Reading passage:
2013-07-24 Thread Jack Krupansky
Unicorn sounds like it was optimized for graph search. Specialized search 
engines can in fact beat out generalized search engines for specific use 
cases.


Scoring has been a major focus of Lucene. Non-scored filters are also 
available, but the query parsers are focused (exclusively) on scored-search.


As Adrien indicates, try using raw Lucene filters and you should get much 
better results. Whether even that will compete with a use-case-specific 
(graph) search engine remains to be seen.


-- Jack Krupansky

-Original Message- 
From: Sriram Sankar

Sent: Wednesday, July 24, 2013 1:03 PM
To: java-user@lucene.apache.org
Subject: Re: Performance measurements

No I do not need scoring.  This is a pure retrieval query - which matches
what we used to do with Unicorn in Facebook - something like:

(name:sriram AND (friend:1 OR friend:2 ...))

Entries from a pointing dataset
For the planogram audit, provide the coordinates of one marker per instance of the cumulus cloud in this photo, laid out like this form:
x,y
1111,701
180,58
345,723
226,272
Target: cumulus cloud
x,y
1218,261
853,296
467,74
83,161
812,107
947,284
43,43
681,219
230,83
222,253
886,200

Task instructions:
1 > Answer these questions about the Lucene email thread:
(a) What does the reply say has been a major focus of Lucene?
(b) Does Sriram Sankar say he needs scoring?
(c) What is the subject line of the original message?
2 > Continue the Lucene email thread, picking up right after the example query that closes it.

Results of the tasks:
1 >
(a) Scoring.
(b) No. He says it is a pure retrieval query.
(c) "Re: Performance measurements"

2 >
This automatically gives us second degree.

With Unicorn, we would always get sub-millisecond performance even for
n>500.

Should I assume that Lucene is that much worse - or is it that this use
case has not been optimized?

Sriram.



On Wed, Jul 24, 2013 at 9:59 AM, Adrien Grand  wrote:


Hi,

On Wed, Jul 24, 2013 at 6:11 PM, Sriram Sankar  wrote:
> termA AND (termB1 OR termB2 OR ... OR termBn)

Maybe this comment is not appropriate for your use-case, but if you
don't actually need scoring from the disjunction on the right of the
query, a TermsFilter will be faster when n gets large.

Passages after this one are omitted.